● Stated task: Count the lines of the material below that contain the string "kind", treating uppercase and lowercase letters as different. Reply with that number alone.

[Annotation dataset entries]
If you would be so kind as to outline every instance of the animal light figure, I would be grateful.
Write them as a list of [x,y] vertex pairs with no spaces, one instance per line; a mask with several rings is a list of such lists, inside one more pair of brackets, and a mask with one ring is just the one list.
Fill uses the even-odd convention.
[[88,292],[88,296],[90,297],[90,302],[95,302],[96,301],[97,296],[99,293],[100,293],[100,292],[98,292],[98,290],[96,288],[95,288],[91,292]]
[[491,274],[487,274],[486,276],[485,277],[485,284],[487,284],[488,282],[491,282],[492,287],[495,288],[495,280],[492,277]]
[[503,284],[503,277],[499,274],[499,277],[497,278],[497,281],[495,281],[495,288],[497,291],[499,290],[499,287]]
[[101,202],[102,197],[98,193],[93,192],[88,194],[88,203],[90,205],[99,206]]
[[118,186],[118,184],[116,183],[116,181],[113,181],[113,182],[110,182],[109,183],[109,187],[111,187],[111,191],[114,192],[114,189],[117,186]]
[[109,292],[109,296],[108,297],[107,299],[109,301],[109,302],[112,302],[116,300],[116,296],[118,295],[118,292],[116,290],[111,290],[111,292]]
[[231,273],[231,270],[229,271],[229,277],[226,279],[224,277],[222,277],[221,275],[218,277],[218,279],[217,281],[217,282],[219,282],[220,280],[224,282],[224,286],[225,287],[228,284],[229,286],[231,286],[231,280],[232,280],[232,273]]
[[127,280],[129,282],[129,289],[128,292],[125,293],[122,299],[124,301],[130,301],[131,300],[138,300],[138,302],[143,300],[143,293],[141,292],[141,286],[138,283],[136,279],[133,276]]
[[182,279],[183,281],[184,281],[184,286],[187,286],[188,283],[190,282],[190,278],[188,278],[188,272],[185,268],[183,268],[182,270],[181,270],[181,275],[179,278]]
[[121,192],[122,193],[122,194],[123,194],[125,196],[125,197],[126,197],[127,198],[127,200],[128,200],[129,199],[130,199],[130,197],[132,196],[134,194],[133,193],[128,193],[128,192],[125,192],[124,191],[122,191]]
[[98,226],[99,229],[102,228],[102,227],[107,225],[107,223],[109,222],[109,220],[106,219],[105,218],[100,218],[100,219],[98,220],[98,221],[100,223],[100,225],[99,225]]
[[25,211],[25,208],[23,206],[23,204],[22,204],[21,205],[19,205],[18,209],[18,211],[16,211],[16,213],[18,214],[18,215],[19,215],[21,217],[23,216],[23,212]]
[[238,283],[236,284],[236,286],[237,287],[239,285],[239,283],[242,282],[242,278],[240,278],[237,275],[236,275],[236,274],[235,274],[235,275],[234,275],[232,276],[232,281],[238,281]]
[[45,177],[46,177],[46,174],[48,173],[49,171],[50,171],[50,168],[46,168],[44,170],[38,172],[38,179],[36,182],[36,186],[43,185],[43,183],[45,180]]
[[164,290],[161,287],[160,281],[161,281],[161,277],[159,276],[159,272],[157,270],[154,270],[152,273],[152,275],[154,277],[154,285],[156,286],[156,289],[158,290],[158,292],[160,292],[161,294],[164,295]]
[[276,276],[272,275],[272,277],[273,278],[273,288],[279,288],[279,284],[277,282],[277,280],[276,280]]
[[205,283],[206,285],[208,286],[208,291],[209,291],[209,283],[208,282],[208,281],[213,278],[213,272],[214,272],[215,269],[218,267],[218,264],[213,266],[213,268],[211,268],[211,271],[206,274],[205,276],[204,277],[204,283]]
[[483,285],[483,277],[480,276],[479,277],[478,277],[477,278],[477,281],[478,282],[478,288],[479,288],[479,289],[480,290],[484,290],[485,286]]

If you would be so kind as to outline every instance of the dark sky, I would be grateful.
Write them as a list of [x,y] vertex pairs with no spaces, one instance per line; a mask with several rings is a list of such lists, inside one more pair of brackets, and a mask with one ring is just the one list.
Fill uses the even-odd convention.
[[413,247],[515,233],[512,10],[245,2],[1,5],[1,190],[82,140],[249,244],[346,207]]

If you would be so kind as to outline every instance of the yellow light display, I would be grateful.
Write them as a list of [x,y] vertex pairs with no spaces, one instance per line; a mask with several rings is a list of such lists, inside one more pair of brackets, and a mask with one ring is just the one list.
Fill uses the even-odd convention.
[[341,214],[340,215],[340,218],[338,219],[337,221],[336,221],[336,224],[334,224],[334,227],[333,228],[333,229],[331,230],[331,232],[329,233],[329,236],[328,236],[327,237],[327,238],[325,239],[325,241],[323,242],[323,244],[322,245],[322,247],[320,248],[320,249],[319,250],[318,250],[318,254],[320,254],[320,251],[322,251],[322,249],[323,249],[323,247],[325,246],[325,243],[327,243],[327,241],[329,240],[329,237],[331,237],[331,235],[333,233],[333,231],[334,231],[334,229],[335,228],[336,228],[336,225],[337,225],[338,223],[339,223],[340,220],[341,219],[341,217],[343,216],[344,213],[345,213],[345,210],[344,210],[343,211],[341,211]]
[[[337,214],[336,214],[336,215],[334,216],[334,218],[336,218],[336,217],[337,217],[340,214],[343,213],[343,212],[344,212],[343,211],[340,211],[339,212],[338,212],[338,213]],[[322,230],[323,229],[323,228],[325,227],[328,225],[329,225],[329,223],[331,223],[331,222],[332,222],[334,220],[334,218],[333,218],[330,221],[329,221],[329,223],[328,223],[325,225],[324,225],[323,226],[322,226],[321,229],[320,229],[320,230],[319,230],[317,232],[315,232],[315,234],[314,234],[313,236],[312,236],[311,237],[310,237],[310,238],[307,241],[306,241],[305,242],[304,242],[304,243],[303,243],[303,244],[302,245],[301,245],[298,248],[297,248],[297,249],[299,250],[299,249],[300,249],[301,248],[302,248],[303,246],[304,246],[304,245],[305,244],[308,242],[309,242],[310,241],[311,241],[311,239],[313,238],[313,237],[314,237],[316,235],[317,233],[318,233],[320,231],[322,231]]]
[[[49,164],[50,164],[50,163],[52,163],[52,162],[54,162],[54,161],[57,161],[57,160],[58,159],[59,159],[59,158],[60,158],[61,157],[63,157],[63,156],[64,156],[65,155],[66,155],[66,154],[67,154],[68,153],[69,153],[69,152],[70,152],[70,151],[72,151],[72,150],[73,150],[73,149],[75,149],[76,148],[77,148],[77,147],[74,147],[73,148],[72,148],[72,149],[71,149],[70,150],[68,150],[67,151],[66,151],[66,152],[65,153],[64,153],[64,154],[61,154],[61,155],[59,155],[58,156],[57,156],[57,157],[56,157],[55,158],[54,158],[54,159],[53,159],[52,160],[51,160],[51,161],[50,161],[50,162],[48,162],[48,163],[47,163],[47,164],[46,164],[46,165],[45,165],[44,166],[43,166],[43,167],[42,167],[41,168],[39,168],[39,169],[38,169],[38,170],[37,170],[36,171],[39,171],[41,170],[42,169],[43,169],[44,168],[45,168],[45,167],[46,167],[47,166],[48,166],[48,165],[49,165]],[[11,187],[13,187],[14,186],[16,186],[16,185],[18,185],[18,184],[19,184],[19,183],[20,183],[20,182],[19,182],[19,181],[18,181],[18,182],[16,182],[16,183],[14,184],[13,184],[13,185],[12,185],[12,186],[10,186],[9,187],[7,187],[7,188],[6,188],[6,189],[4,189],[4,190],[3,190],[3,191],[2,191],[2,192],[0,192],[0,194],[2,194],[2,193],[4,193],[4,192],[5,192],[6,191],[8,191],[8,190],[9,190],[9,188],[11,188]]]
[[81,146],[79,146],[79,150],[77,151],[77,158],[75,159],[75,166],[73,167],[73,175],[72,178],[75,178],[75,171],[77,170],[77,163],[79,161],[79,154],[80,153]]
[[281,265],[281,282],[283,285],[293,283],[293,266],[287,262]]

● Result of this exercise: 3